Entries supplied Block Start

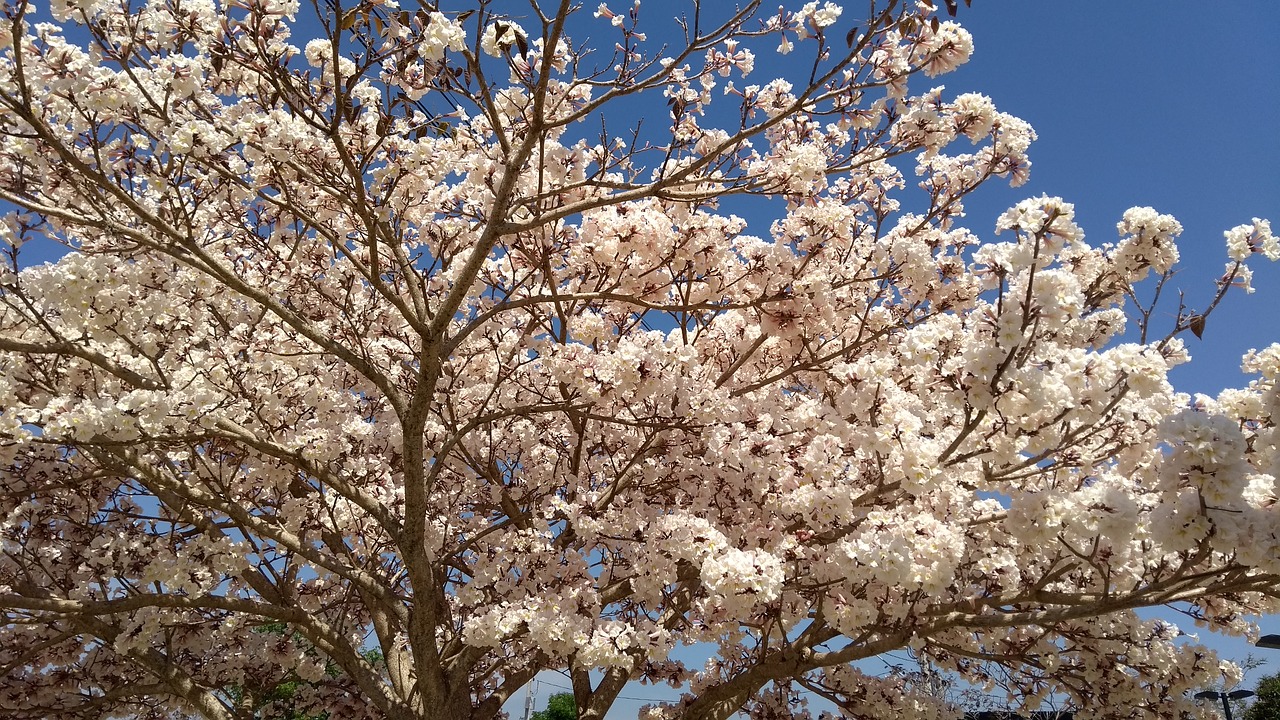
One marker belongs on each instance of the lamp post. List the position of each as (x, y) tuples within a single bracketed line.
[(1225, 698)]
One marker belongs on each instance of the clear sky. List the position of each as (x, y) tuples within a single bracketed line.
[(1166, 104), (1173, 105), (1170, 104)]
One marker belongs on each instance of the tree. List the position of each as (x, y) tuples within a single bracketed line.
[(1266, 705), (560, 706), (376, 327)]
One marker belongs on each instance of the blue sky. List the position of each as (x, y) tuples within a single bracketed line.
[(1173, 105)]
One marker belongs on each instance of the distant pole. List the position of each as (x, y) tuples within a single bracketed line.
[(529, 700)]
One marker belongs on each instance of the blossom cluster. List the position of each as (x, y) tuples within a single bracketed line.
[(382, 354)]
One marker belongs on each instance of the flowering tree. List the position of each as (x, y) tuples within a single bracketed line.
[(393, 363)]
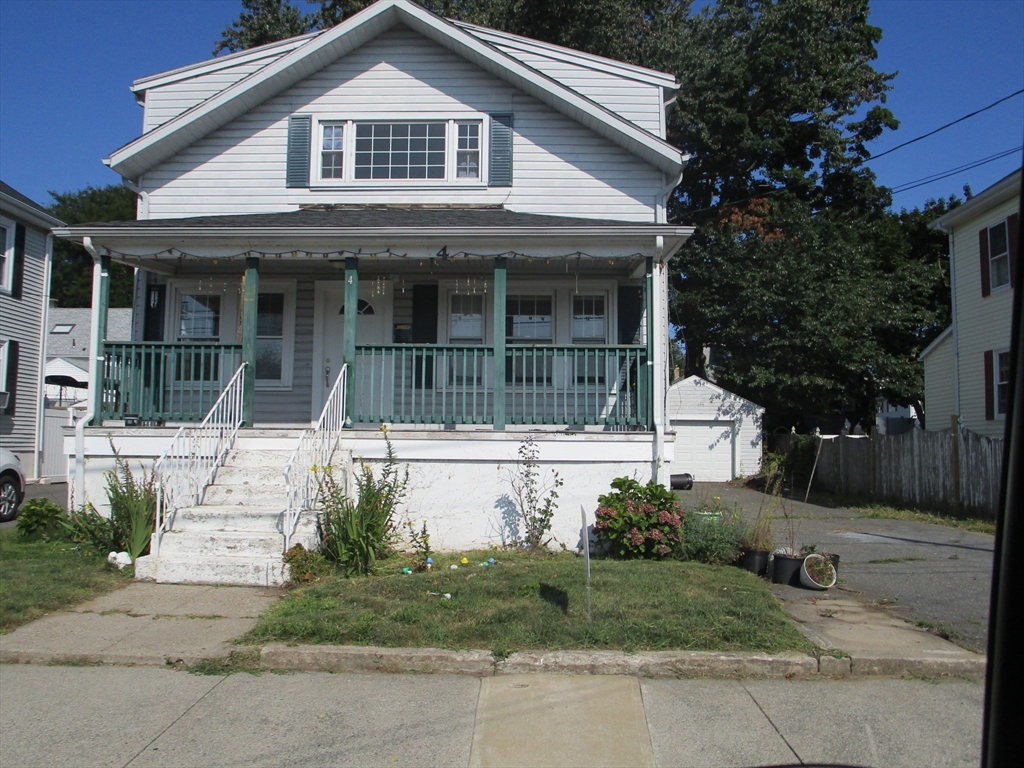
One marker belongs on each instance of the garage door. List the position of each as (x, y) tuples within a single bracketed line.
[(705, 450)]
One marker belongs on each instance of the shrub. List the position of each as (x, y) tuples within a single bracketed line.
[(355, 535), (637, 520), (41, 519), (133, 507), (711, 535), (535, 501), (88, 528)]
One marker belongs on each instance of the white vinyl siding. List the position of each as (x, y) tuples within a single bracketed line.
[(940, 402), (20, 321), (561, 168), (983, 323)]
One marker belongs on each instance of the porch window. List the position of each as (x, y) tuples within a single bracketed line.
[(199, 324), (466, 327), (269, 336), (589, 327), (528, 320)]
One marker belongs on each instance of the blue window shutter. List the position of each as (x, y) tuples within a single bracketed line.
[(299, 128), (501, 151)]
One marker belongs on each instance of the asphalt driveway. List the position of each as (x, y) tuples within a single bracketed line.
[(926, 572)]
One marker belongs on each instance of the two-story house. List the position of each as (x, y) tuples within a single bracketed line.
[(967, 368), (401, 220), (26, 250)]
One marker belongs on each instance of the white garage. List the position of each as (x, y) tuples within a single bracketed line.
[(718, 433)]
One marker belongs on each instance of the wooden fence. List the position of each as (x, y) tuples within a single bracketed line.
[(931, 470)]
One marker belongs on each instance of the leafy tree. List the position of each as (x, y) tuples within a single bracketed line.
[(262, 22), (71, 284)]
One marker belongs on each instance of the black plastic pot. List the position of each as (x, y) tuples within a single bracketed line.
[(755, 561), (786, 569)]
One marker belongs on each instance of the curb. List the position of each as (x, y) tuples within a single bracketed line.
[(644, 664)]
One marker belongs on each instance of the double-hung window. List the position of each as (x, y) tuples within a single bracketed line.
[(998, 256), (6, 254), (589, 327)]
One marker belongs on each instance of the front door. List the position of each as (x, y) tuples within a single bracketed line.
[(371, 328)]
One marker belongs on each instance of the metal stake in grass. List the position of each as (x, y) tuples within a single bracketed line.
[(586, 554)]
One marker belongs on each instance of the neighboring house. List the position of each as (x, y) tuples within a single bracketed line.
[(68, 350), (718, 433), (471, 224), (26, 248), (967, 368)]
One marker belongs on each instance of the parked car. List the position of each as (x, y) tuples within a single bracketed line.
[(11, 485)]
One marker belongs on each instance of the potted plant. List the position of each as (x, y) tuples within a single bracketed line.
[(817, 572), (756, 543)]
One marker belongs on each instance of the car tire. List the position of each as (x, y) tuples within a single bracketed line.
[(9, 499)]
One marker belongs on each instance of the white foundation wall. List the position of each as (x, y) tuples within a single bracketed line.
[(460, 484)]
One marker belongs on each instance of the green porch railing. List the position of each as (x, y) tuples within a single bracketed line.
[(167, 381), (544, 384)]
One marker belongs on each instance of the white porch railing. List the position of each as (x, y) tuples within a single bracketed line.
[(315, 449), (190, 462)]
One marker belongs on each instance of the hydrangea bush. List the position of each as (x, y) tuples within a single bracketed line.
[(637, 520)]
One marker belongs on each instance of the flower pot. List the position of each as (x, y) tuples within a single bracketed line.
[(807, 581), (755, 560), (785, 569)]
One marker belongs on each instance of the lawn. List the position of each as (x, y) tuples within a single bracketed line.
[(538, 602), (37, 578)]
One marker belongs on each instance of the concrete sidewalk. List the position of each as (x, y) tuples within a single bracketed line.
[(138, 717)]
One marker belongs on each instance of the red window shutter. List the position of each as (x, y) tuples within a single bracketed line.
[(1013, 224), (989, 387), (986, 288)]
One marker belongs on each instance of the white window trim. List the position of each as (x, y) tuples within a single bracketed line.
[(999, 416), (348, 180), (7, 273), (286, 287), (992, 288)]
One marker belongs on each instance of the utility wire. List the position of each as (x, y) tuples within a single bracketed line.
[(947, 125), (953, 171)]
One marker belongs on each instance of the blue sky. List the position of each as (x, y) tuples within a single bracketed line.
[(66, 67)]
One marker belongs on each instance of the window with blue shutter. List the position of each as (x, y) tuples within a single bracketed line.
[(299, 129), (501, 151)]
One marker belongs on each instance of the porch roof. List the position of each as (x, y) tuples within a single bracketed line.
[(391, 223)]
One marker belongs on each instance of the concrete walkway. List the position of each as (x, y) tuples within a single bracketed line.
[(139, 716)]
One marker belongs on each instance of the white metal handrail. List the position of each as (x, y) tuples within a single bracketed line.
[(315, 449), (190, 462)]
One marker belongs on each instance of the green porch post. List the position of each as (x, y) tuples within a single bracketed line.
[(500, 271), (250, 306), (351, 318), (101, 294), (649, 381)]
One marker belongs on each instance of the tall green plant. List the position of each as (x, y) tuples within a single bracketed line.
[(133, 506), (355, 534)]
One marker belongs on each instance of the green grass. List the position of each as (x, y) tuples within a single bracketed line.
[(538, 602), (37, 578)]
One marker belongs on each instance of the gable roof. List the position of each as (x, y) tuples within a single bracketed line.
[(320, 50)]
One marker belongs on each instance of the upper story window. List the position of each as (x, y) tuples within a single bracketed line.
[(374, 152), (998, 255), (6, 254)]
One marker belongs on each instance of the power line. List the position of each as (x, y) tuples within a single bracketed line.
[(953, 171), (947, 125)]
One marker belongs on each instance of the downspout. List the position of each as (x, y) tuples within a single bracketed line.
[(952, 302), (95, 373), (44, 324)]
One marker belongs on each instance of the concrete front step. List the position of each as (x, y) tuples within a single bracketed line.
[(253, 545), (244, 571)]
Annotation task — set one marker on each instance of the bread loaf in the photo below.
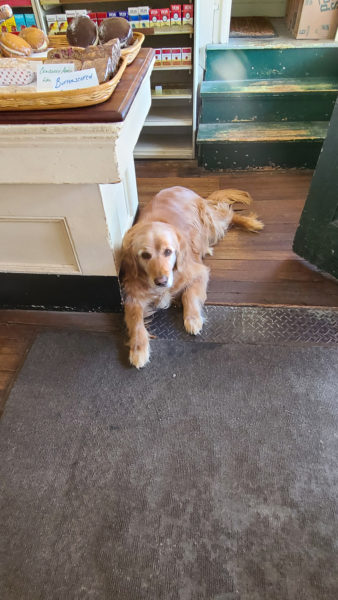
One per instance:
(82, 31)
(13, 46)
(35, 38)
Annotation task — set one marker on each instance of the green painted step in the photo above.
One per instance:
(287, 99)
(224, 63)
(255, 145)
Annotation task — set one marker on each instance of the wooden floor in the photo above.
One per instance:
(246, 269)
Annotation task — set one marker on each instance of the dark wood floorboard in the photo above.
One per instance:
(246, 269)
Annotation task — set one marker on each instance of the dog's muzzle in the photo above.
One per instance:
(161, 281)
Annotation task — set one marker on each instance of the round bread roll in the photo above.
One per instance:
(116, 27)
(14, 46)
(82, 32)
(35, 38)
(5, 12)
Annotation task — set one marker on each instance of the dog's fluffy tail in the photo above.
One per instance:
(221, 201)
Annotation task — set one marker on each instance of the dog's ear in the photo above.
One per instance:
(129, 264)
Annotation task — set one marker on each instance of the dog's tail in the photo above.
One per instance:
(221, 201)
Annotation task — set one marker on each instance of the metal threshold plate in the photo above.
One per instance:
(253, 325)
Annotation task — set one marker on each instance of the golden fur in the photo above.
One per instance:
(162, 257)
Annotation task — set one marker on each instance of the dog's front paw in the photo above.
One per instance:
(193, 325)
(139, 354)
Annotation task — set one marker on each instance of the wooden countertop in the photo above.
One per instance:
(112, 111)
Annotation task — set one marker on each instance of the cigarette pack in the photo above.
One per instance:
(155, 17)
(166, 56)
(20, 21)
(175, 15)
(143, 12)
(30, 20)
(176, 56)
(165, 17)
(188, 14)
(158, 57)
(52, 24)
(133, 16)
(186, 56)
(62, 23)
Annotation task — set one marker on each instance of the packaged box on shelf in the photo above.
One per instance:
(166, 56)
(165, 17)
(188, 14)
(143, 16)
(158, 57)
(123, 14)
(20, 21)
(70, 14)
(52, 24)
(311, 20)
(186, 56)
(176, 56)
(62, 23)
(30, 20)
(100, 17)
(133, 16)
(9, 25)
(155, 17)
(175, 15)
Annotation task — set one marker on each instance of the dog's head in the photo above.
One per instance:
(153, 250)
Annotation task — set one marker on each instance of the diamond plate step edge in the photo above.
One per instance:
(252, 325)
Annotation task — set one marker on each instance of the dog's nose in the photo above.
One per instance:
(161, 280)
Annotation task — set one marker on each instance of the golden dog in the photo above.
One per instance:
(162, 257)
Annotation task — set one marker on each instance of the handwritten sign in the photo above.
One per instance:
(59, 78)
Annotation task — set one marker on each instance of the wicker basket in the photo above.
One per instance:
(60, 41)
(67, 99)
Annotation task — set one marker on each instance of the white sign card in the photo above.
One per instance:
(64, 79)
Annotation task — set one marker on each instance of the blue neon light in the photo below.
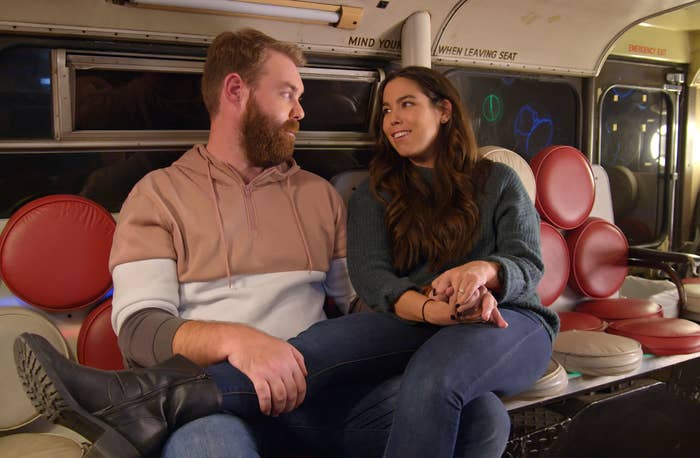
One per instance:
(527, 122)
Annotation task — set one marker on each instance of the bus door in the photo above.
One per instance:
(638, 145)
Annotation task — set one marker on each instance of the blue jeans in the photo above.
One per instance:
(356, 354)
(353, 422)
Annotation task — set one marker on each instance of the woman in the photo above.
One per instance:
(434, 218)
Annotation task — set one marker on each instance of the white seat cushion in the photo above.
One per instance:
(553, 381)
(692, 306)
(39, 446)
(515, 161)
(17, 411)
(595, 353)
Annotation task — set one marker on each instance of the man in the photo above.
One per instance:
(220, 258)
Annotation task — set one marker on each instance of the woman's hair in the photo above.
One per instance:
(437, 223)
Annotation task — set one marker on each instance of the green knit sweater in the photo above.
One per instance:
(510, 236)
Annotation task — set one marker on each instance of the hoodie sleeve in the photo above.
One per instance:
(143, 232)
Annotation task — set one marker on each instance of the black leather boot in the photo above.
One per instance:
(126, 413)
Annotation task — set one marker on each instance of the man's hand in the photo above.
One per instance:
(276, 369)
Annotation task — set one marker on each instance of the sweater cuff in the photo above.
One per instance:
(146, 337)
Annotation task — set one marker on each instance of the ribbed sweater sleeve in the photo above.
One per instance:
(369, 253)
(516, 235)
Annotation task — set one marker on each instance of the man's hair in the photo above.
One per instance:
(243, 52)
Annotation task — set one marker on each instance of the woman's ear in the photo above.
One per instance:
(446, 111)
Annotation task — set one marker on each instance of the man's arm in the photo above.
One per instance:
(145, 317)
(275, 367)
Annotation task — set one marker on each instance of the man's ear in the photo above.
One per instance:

Entries supplied Block End

*What is expected*: Among the lines of the data above, count those holding "below" and state only the number.

*Exercise response*: 2